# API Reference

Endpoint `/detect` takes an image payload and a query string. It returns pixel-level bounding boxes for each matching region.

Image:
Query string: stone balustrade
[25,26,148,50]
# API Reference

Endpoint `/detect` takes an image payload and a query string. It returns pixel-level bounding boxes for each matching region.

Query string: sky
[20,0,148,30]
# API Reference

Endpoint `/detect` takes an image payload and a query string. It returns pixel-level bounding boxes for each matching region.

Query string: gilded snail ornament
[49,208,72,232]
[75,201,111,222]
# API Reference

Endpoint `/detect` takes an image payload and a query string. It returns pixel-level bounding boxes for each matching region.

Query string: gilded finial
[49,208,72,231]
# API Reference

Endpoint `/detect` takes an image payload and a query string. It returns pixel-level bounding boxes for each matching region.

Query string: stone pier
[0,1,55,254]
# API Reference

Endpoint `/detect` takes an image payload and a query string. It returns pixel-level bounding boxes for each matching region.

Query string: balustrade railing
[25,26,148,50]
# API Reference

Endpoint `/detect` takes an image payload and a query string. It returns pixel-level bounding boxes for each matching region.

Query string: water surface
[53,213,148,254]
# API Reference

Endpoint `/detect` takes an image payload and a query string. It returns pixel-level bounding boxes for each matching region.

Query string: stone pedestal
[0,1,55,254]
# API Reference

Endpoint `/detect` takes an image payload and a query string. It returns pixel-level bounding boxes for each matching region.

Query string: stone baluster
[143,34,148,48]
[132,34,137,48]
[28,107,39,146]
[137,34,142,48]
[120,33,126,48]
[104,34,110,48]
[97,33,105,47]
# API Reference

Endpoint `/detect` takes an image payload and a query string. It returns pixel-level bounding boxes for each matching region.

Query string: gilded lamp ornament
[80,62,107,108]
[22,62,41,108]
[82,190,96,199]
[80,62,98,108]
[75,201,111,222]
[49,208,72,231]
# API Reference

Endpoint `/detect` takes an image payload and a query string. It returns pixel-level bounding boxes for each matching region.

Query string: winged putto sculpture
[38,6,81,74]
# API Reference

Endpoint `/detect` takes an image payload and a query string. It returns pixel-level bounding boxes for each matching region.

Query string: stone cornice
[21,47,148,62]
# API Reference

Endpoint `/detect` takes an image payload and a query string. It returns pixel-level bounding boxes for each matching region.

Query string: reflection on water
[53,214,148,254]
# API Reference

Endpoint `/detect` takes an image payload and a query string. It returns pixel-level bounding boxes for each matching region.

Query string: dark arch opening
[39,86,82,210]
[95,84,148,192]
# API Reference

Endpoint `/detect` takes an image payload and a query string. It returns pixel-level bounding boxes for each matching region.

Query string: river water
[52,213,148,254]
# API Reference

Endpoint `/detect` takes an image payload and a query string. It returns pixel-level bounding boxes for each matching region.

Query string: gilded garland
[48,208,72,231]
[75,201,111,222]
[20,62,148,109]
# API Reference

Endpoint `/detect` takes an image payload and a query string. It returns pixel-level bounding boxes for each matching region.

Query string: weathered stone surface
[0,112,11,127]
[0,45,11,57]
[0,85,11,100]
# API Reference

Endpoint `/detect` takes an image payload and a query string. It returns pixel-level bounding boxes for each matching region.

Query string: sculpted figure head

++++++++++

**Your objective**
All of the entries above must be quoted exactly.

**Exercise result**
# API Reference

Endpoint `/detect` takes an image payload and a query string. It returns pixel-level bounding boxes for each matching region.

Image:
Query string: stone balustrade
[25,26,148,50]
# API Reference

Endpoint `/detect` takes an image payload and a query string. It returns pixel-level bounding boxes for each matching region.

Query string: sky
[20,0,148,30]
# API Reference

Endpoint `/detect` takes an image payload and a query string. It returns pixel-level bounding boxes for each matching region.

Query string: gilded snail ornament
[49,208,72,232]
[75,201,111,222]
# API Reference

Endpoint `/detect` takes an image payload and a query string. It returns pixel-level bounding boxes for each matching region.

Query string: gilded finial
[49,208,72,231]
# API Reference

Endpoint `/detect` takes an image payload and a query string. It returns pixel-level bounding boxes for each matching region.

Query string: stone pier
[0,1,55,254]
# API Reference

Endpoint `/detect` takes an image payload and a query string. It returns pixel-level bounding boxes for each matching region.

Query string: balustrade railing
[25,26,148,50]
# API Reference

Endpoint `/detect` takes an image payload and a query string. It returns pixel-level bounding boxes for each matching region.

Query string: water surface
[53,213,148,254]
# API Reference

Endpoint `/detect` takes an image payload and a query string. It returns pixel-level bounding boxes for each matching region.

Query string: stone pedestal
[0,1,55,254]
# API Reference

Endpoint `/detect` takes an image payload and a query string. It returns pixel-level bounding boxes for each matching region.

Query string: stone baluster
[143,34,148,48]
[132,34,137,48]
[28,107,39,146]
[137,34,142,48]
[120,33,126,48]
[104,34,110,48]
[97,33,105,47]
# API Reference

Endpoint `/detect` takes an image payload and a query string. It returns pixel-level bounding boxes for each matching region.

Query string: gilded lamp ornament
[80,62,107,108]
[22,62,41,108]
[82,190,96,199]
[80,62,98,108]
[75,201,111,222]
[49,208,72,231]
# API Reference

Endpoint `/detect` takes an image payload and a query string. It returns pixel-level bounding boxes for each matching region.

Query string: winged putto sculpture
[38,6,81,74]
# API Reference

Endpoint `/detect` takes an image payload and a query string. It returns pixel-level bounding boxes for each matching region.

Query string: stone cornice
[21,47,148,62]
# API Reference

Endpoint `/detect` takes an image payload and a query string. It returns pixel-level bounding boxes for each matching region.

Query string: reflection on water
[53,214,148,254]
# API Reference

Endpoint `/detect` takes an image payload and a query string. It returns pixel-level bounding boxes for each matching region.

Query string: dark arch opening
[39,86,82,210]
[95,84,148,192]
# API Reference

Endpoint `/detect` takes an image payload and a query string. It returns pixel-level bounding boxes for each matching region.

Query string: river water
[52,213,148,254]
# API Reference

Endpoint `/detect` takes an image payload and a query string. It returns pixel-level bounding boxes for each matching region.

Query string: gilded garland
[48,208,72,231]
[75,201,111,222]
[20,62,148,109]
# API Reference

Endpoint `/detect` takes an image payload and a query string. It returns pixel-level bounding boxes for each matching region.

Query string: weathered stone surface
[0,112,11,127]
[0,45,11,57]
[0,85,11,100]
# API Reference

Endpoint `/detect` takes an image payload and a query string. It returns pixel-level bounding boxes for each matching region.

Query string: sculpted figure head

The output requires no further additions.